◆ Text shown ◆
(begin)
Comforting casseroles part 2: beef

January 24, 2010 § 2 Comments

The snow has melted here in but the weather outside remains wintry in a dank Mancunian kind of way so casseroles are still the order of the day.  I started off thinking about pork earlier in the month:

http://rhubarbfool.co.uk/2010/01/09/comforting-casseroles-part-1-pork/

I’ve now moved on to beef. I made a carbonnade last week and for the first time ever finished it off properly with toasted bread on top -it worked a treat and wasn’t fiddly at all as I had supposed it might be. The end result was I suppose a Belgian take on the familiar stew and dumplings, deeply savoury with the beer adding an extra dimension to the taste.

Here’s the finished dish:

This is what it looked like before the addition of the bread:

And here is the mise en place:

The origins of the word carbonnade are somewhat confusing. A couple of web sources I checked out suggested the word meant (i) something to do with grilling the meat or (ii) had a Spanish derivation. Neither of these seem immediately plausible to me.  Though on reflection, given that Spain controlled the Netherlands (in the wider sense encompassing modern day Belgium) for 150 years or so beginning in the mid sixteenth century, maybe there is something in the Spanish connection.  My own conjecture is that, like spaghetti carbonara being a hearty meal for Roman charcoal burners, this could possibly be a favourite dish of Belgian coal miners.
(end)
Boundary annotation records:
(begin)
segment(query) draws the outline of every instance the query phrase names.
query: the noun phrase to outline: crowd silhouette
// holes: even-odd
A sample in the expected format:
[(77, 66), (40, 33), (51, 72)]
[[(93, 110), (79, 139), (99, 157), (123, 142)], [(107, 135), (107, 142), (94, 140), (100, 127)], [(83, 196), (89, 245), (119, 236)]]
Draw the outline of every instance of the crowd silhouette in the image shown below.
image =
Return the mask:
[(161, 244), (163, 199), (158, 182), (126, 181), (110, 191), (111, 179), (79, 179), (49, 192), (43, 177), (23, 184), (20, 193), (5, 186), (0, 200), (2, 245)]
(end)
◆ Work to do ◆
**1)** In the post on beef casseroles, what did the author add on top of the carbonnade to finish it for the first time?
**2)** Collect every line of the listing that contains the string "query", treating case as significant.

◆ Solved problems ◆
**1)** Toasted bread.

**2)**
segment(query) draws the outline of every instance the query phrase names.
query: the noun phrase to outline: crowd silhouette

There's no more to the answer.